* **Texto de origem**:
^^^^^^^^^^^^^^^^
Da mesma forma, a violência urbana quotidiana e a violência política – como no Brasil, Argentina e México, mas também de forma epidêmica em El Salvador, Honduras, Guatemala e Nicarágua – flagelavam a população. Em suma, depois de terem por mais de uma década os diversos países em suas mãos, de terem aplicado o receituário do FMI e do Banco Mundial – auto-reconhecidos, mais tarde, como ineficazes e insensíveis – as elites liberais, apegadas ao seu fundamentalismo de mercado, mostravam-se incapazes para alterar o quadro de miséria no continente. Mais grave ainda, muitas vezes somaram à miséria secular a desesperança, lançando ao fundo do poço o maravilhoso movimento de mobilização social que marcaram o fim da “Era das Ditaduras”.
Um mapa do socialismo
Alguns dos instrumentos básicos da mudança, constituídos com sangue e dor sob os regimes autoritários, tais como os partidos de resistência e os sindicatos reivindicativos, deixaram-se arrastar nesta crise. Muitos ainda estavam presos à experiência do socialismo “real” – mesmo que com outro conteúdo, muitas das práticas “soviéticas” ainda eram presentes nas elites sindicais e partidárias do continente. Em outros casos, simplesmente o 1989 implicou em forte abandono da agenda transformadora, aceitando-se a posição de gerência pacífica e conciliadora do capitalismo nacional com os movimentos socais autônomos.
^^^^^^^^^^^^^^^^
* **Dados registrados**:
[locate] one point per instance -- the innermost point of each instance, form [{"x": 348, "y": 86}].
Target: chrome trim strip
^^^^^^^^^^^^^^^^
* **Exercício escrito 1**:
Com base no texto sobre a crise política na América Latina, responda:
(a) Em quais países a violência flagelava a população de forma epidêmica?
(b) De quais instituições era o receituário aplicado pelas elites liberais?
(c) Quais instrumentos básicos da mudança, constituídos sob os regimes autoritários, se deixaram arrastar na crise?
* **Exercício escrito 2**: Imprima o trecho do texto sobre a crise política na América Latina que vai de "Um mapa do socialismo" até "movimentos socais autônomos.", incluindo este último.
* **Exercício escrito 3**: Dê prosseguimento ao texto sobre a crise política na América Latina a partir do ponto em que ele termina.

* **Resposta 1**:
(a) El Salvador, Honduras, Guatemala e Nicarágua.
(b) Do FMI e do Banco Mundial.
(c) Os partidos de resistência e os sindicatos reivindicativos.

* **Resposta 2**:
Um mapa do socialismo
Alguns dos instrumentos básicos da mudança, constituídos com sangue e dor sob os regimes autoritários, tais como os partidos de resistência e os sindicatos reivindicativos, deixaram-se arrastar nesta crise. Muitos ainda estavam presos à experiência do socialismo “real” – mesmo que com outro conteúdo, muitas das práticas “soviéticas” ainda eram presentes nas elites sindicais e partidárias do continente. Em outros casos, simplesmente o 1989 implicou em forte abandono da agenda transformadora, aceitando-se a posição de gerência pacífica e conciliadora do capitalismo nacional com os movimentos socais autônomos.

* **Resposta 3**:
Em alguns países, a própria estrutura social havia mudado fortemente, com as antigas estruturas sindicais e partidárias sendo duramente atingidas. Na Bolívia, por exemplo, a histórica “Confederación Obrera Boliviana”, COB, cedia sua liderança – totalmente atingida pelo processo de mecanização da exploração mineradora - para movimentos sociais menos classistas, mais amplos, ligados às questões de cunho étnico e ecológico, como o Movimiento al Socialismo/MAS. A mesma coisa ocorre, sob nossos olhos, no Equador, onde a CONAIE assume a liderança do processo transformador do país, ultrapassando os partidos (incluindo os de esquerda) tradicionais.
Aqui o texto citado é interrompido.